*WORK TO COMPLETE*. In the blog post below about Mayim Bialik's parenting, list every practice the anonymous commenter names in the sentence that begins "We roomshare/cosleep with our kids."

*TEXT FOR ANALYSIS*.
==========

28 January 2011

Blossom preaches on parenting

Oh, you know it's a good day when you get to talk about Blossom (aka Mayim Bialik) in a post. As quite possibly one of the foremost fashion influences in my life when I was 13, Bialik (now with a PhD in neuroscience, 2 kids, a revived acting career and voice of 'attachement parenting') has a new role as 'mommy blogger' (gag!) for Today (US), the breakfast 'news' (who are they kidding) show.

In her first post, Bialik has managed to press a few buttons with her writing about a typical day in her life as a parent. Now, whilst Bialik has been something of a postergirl for attachment parenting and natural childbirth, in this post she claims that she isn't in to labels and just does what feels right to her (even though she has referred to herself as living in an attachment parenting household before). Fair enough.

According to the actress, "This is not some fandangled new Hollywood trend. We parent the way people have parented for hundreds of thousands of years. So hang on to your hats and prepare for a view into my household."

What annoys me, however, is that following her abhorrence for being labelled, she then provides a laundry list of several things that she and her husband do regularly as part of their parenting (for example, co-sleeping, extending breastfeeding, baby wearing, 'gentle disipline'). Now, if she doesn't want to refer to these actions as 'attachment parenting', I'm not sure what else you would categorise them as. Instead of discussing why she thinks what she does works best for her family, there is a tone of self-righteousness in her descriptions.

For example, "Natural birth is not something to “try for” and feel bad you couldn’t do. Our country needs to step up to the plate in educating women about the benefits of natural birth, and we need to help women actually do it – not just hear about it." Okay, well if she is trying to say that women shouldn't feel badly about themselves if they are not able to have a natural birth, it doesn't make sense then to append that with a statement implying that women should be having natural births because they are better.

If Bialik is aware of all of the stereotypes of attachement parents (" I know what you’re thinking: AP parents are self-righteous, privileged, over-psychoanalyzed martyrs who (especially if they are celebrities) pretend to have the time, energy, patience and abundant love to be with their kids all the time without giving them any limits, boundaries or sense of independence.") then perhaps she should change people's minds about AP, live up to the label and be proud of it, rather than playing in to those very same stereotypes in her mightier-than-thou attitude to parenthood and, out of fear, refusing to identify with a community of parents who practice what you preach.


Anonymous said...

Hey hey hey, back off of Mayim! I understand what she is saying since in many areas I fall into the AP stereotype/label. We roomshare/cosleep with our kids, I breastfeed for aeons, give birth in the upstairs bedroom, feed my kids tofu, neither praise nor punish them, and squirt breastmilk in my kid's eye if he or she gets conjunctivitis and all that... BUT it's not like I'm following some model. Like "Oh the AP bible says this... so that's what we have to do." I think if you use common sense, traditional wisdom, and even evolutionary science there are certain reasonable conclusions that come about. A lot of it was just trial and error for us. I started out being told by everyone that my kid had to sleep through the night in their own room. Everyone hated it, and we started room sharing and everyone was happy. We used time out and other similar punishments when our toddler misbehaved and it made behavior WORSE so we don't do it anymore and won't do it with the younger ones. It can be irritating to live a lifestyle that's both intuitive and makes a lot of sense to you and have this external label slapped on you and at the same time be hypocritical sometimes and say, we do the AP model to a stranger when you don't want to get into a big conversation about it. It will at least be nice to have a pop blogger out in the eye of the average household to normalize things that really are normal for humans. I've been called "anti-society" and paranoid etc. for birthing at home, as if knowing that walking into a building called a hospital to have my baby there's a 1 in 3 chance I will not walk out, but be wheeled out in a chair after going through major surgery shouldn't make me paranoid...

==========

*INFORMATION SUPPLIED*.

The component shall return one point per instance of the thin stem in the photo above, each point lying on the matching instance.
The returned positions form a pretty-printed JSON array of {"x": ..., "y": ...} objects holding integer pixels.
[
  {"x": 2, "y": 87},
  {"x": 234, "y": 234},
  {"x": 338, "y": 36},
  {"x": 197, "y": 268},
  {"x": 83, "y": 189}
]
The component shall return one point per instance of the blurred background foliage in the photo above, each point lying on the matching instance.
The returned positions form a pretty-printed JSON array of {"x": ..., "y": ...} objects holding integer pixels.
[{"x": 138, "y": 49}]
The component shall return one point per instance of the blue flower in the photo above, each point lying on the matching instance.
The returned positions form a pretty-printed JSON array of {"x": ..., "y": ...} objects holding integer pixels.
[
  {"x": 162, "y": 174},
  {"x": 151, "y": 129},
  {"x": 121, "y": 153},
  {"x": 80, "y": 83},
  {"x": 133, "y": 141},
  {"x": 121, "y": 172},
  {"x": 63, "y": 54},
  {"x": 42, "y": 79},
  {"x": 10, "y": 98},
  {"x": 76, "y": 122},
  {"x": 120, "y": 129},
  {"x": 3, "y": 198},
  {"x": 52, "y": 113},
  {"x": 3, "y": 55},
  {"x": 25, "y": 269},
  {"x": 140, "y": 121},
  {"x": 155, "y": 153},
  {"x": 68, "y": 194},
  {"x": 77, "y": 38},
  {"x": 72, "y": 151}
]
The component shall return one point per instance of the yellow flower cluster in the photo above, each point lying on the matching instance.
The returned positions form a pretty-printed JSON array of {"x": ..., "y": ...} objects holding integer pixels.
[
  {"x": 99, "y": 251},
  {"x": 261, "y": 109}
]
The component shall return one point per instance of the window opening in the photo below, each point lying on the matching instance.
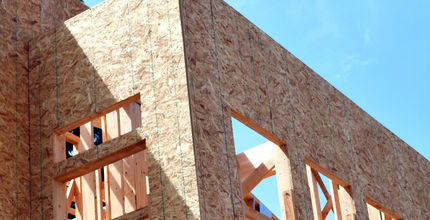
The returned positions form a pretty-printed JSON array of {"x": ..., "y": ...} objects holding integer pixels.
[
  {"x": 113, "y": 189},
  {"x": 255, "y": 155}
]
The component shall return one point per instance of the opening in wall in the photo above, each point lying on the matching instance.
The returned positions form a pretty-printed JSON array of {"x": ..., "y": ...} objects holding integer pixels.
[
  {"x": 101, "y": 165},
  {"x": 255, "y": 156}
]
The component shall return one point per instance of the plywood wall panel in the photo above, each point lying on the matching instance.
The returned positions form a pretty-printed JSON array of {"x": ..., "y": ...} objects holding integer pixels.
[
  {"x": 325, "y": 125},
  {"x": 108, "y": 58},
  {"x": 75, "y": 89}
]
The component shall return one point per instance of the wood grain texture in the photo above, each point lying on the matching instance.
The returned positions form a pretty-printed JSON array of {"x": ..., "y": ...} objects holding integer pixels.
[
  {"x": 193, "y": 65},
  {"x": 103, "y": 56},
  {"x": 231, "y": 64},
  {"x": 21, "y": 21}
]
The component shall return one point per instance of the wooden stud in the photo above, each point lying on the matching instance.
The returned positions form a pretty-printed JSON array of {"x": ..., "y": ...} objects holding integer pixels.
[
  {"x": 285, "y": 182},
  {"x": 88, "y": 190},
  {"x": 60, "y": 194},
  {"x": 321, "y": 183},
  {"x": 335, "y": 198},
  {"x": 328, "y": 206},
  {"x": 96, "y": 158},
  {"x": 250, "y": 213},
  {"x": 126, "y": 119},
  {"x": 346, "y": 202},
  {"x": 138, "y": 214},
  {"x": 115, "y": 169},
  {"x": 114, "y": 107},
  {"x": 256, "y": 176},
  {"x": 313, "y": 187}
]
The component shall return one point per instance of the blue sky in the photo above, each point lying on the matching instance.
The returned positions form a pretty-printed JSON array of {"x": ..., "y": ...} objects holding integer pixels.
[{"x": 377, "y": 53}]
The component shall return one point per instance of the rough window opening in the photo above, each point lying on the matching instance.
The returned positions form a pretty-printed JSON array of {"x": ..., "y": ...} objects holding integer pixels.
[
  {"x": 255, "y": 155},
  {"x": 117, "y": 183}
]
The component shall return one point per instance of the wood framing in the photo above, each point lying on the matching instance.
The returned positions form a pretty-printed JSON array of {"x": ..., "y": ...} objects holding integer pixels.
[
  {"x": 99, "y": 156},
  {"x": 161, "y": 81}
]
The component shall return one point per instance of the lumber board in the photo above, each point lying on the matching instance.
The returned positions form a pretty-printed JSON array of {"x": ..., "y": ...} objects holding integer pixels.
[
  {"x": 127, "y": 101},
  {"x": 313, "y": 187},
  {"x": 116, "y": 178},
  {"x": 88, "y": 181},
  {"x": 335, "y": 198},
  {"x": 328, "y": 206},
  {"x": 99, "y": 156},
  {"x": 254, "y": 215},
  {"x": 257, "y": 175},
  {"x": 138, "y": 214},
  {"x": 284, "y": 180},
  {"x": 127, "y": 118}
]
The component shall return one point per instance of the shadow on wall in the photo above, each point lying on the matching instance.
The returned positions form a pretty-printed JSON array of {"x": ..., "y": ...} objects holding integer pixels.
[{"x": 79, "y": 68}]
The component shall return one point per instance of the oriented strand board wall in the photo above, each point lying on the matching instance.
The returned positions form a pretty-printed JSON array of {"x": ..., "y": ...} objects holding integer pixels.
[
  {"x": 98, "y": 58},
  {"x": 19, "y": 22},
  {"x": 233, "y": 64}
]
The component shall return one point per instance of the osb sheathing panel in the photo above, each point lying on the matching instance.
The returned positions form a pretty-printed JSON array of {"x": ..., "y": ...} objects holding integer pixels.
[
  {"x": 103, "y": 56},
  {"x": 19, "y": 22},
  {"x": 231, "y": 64}
]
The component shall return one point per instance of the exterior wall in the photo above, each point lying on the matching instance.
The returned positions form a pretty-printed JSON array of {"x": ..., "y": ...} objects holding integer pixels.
[
  {"x": 231, "y": 64},
  {"x": 100, "y": 57},
  {"x": 19, "y": 22}
]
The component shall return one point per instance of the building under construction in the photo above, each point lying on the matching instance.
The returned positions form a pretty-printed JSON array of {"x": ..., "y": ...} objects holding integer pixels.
[{"x": 124, "y": 111}]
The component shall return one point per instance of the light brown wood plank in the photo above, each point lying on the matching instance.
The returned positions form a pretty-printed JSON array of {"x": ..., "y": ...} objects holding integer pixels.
[
  {"x": 96, "y": 158},
  {"x": 139, "y": 214},
  {"x": 313, "y": 187},
  {"x": 125, "y": 102},
  {"x": 88, "y": 190}
]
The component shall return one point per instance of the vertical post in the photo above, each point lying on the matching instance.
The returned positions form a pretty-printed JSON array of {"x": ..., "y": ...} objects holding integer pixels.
[
  {"x": 335, "y": 198},
  {"x": 106, "y": 172},
  {"x": 115, "y": 170},
  {"x": 60, "y": 194},
  {"x": 126, "y": 119},
  {"x": 316, "y": 207},
  {"x": 88, "y": 190},
  {"x": 284, "y": 180},
  {"x": 374, "y": 213},
  {"x": 346, "y": 203}
]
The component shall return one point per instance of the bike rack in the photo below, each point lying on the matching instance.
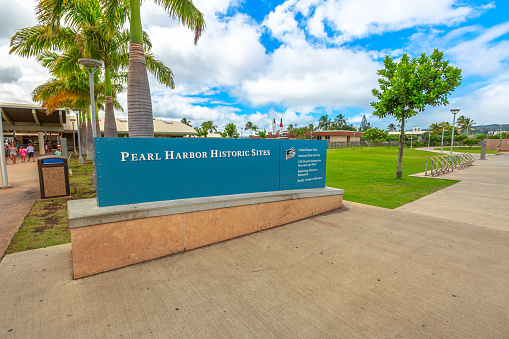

==========

*EXERCISE RESULT*.
- Roomsharing/co-sleeping with the kids
- Breastfeeding for aeons
- Giving birth in the upstairs bedroom
- Feeding the kids tofu
- Neither praising nor punishing them
- Squirting breastmilk in a child's eye if he or she gets conjunctivitis